That week brought me many poems, and a bone-deep sense of restoration; which was just as well, as about a month after that I was suddenly really quite ill (that's why I say 'prescient'). That's all too boring to go into, except to say that it was (still is, a bit, if I do too much), a heart issue – yes physical heart but yes what a great symbol – symptom as symbol – of a failure to look after my over-committed, over-caring, over-responsible worn-out heart and its needs. (From a holistic perspective it is always, always, worth looking at illness as metaphor, as symbol – its type and location may give us insight into more subtle needs and protests.) Seven years of intense and very serious family illness, on top of thirty years of ignoring my body's needs, coupled with my own expectations of myself to step in, put my needs last, sort out what needed sorting out, drive two hundred miles at the end of a working day to visit a sick relative first in hospital and then back at home but vulnerable – Ms Superwoman thought she could do it all.

How can we be any use to others if we cannot even look after ourselves?

So I look back over the last year, and see how far I've come. I'm much quieter. I'm letting myself be the introverted recluse that I have always been, and denied. I'm more sober. I've learned to stop – though even as a meditator of 40 years I find it near-impossible to stop the torrent of thoughts, though at least I'm aware of them and their seductions. 

And I no longer believe I can and should do everything for anyone who asks or who seems to need it. (That's an important lesson, especially for women. In the myth of Psyche and Eros, one of the very last tasks that Psyche is set on her journey to love [wholeness, in effect], is to carry on with her own journey despite the many hands clawing at her for help. She's warned that she won't be able to come back from the Underworld if she doesn't focus on her task here, which is a single-pointed commitment to her own journey. Many of us, including in my experience very many women, find this almost impossible.) 

This year, I've had to learn to say NO, and sometimes to say it loudly: to others, to myself. It's about saving my soul, saving my heart – and letting go of the childhood Catholic in me who thinks that to be true and good means putting my own needs last instead of first, or the misguided Buddhist who basically thinks it's ego calling the shots if I sometimes turn away another in favour of my own wellbeing (of course I have known the false assumptions behind these two states of mind for decades – intellectually. Letting myself challenge them from a sense of their emotional weight of misinterpretation is a different matter.)

● The data
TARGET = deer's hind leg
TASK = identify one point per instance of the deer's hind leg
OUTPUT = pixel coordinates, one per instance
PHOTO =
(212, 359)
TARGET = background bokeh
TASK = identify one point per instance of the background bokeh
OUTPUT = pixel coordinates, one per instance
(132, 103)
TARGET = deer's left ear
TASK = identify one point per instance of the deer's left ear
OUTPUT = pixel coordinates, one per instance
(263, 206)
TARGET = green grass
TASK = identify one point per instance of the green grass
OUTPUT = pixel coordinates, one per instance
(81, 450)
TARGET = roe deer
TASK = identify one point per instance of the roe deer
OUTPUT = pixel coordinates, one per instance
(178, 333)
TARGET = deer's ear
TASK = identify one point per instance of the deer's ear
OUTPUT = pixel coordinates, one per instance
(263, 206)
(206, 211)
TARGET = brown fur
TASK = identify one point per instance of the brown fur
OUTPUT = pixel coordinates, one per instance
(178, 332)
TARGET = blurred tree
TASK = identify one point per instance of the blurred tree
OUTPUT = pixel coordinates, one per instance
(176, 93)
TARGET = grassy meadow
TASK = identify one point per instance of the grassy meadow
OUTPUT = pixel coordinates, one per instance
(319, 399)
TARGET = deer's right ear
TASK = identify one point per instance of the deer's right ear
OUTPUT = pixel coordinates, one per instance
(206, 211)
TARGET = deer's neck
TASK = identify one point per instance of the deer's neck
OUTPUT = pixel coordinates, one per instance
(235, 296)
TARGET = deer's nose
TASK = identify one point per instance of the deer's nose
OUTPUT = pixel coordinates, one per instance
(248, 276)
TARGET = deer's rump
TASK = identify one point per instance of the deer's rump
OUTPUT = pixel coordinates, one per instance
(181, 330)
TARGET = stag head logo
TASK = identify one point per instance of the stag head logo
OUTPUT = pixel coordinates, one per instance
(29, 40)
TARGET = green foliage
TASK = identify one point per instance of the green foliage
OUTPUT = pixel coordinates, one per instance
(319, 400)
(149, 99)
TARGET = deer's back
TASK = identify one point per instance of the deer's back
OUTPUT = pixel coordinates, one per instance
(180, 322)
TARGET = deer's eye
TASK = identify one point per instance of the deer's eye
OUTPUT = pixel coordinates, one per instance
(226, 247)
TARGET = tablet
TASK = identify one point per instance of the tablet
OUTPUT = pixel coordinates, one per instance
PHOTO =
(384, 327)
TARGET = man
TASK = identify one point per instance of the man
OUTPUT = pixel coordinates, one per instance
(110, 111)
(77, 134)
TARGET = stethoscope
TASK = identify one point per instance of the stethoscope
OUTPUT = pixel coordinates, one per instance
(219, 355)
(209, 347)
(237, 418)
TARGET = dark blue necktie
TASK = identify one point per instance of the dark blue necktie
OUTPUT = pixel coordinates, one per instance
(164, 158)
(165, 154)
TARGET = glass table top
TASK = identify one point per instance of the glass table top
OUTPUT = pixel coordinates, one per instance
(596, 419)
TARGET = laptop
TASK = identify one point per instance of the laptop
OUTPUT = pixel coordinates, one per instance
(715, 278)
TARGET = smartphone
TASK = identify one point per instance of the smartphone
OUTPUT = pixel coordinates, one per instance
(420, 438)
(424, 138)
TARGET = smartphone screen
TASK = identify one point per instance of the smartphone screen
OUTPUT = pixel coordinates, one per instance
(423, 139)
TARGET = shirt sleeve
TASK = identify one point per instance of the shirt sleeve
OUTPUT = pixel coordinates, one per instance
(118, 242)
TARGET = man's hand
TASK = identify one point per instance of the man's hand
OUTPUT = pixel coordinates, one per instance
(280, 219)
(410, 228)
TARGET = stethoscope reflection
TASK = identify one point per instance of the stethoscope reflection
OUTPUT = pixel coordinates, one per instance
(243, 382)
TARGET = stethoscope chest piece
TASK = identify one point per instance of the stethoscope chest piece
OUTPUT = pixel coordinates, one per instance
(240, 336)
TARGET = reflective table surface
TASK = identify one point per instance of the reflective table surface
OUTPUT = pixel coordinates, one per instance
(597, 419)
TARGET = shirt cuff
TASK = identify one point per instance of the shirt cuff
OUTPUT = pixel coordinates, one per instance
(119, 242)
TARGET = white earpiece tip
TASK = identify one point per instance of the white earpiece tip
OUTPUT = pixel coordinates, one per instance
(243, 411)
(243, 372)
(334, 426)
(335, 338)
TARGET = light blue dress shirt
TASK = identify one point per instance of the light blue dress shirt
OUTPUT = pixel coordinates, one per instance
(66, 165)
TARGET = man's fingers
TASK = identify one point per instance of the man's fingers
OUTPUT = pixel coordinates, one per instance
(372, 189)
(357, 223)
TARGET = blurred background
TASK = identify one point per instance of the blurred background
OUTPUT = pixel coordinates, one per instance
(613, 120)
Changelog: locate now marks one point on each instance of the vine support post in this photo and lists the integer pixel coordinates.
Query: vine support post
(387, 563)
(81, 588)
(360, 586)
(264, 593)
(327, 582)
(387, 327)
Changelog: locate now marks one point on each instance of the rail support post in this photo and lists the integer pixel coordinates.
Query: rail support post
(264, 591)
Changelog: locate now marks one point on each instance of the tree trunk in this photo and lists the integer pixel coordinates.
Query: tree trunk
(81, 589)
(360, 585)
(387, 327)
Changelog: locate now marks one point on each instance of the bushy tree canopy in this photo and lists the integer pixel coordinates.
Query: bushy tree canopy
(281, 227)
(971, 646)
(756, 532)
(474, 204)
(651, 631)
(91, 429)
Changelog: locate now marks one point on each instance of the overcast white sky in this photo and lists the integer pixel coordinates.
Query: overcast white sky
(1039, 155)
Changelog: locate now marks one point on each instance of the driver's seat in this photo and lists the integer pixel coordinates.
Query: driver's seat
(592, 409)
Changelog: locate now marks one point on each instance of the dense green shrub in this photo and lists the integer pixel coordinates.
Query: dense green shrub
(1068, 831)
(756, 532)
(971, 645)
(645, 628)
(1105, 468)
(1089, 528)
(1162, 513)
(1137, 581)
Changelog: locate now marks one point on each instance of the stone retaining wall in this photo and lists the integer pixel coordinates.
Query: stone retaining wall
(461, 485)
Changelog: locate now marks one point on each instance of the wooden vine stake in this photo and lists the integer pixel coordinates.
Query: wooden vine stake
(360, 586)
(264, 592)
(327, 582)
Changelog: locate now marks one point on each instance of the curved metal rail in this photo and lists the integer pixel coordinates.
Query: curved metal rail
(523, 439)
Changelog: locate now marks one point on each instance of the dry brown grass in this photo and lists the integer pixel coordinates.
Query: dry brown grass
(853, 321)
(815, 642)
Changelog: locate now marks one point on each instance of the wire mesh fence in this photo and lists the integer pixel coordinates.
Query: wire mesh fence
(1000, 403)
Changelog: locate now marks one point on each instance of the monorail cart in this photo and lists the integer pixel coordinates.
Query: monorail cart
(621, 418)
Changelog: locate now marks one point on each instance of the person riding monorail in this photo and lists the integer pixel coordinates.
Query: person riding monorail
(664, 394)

● Problem set
(a) From the passage on illness and learning to say no, copy the words starting at "So I look back" and ending after "and their seductions.".
(b) Write the next part of the passage on illness and learning to say no, picking up after its final sentence.

● Answers for each item
(a)
So I look back over the last year, and see how far I've come. I'm much quieter. I'm letting myself be the introverted recluse that I have always been, and denied. I'm more sober. I've learned to stop – though even as a meditator of 40 years I find it near-impossible to stop the torrent of thoughts, though at least I'm aware of them and their seductions.

(b)
This year, I've learned how very good it can feel to take what feels like a ridiculously indulgent hour 'when I should be working', up in a hammock slung between an ash and an oak.

This year, too, I've learned how to accept the generosity of others without feeling I have to earn it, deserve it, or pay it back in full. I've been able to let myself lie on the sofa now and then in the daytime with a book – unthinkable before this year. Doing (almost) nothing! 

I have survived financially (and maybe even physically, given the warning signs), during a year when I've had to cut my work, only courtesy of the kindest most generous friend, and also with the emotional support of TM; I've been able to have acupuncture, which has really started to make a big difference to my health, courtesy of another dear friend. And I was given a grant to explore my dreams, creativity and the life of my psyche and its promptings – psyche always knows what we need, if we're willing to listen carefully – with a Jungian analyst.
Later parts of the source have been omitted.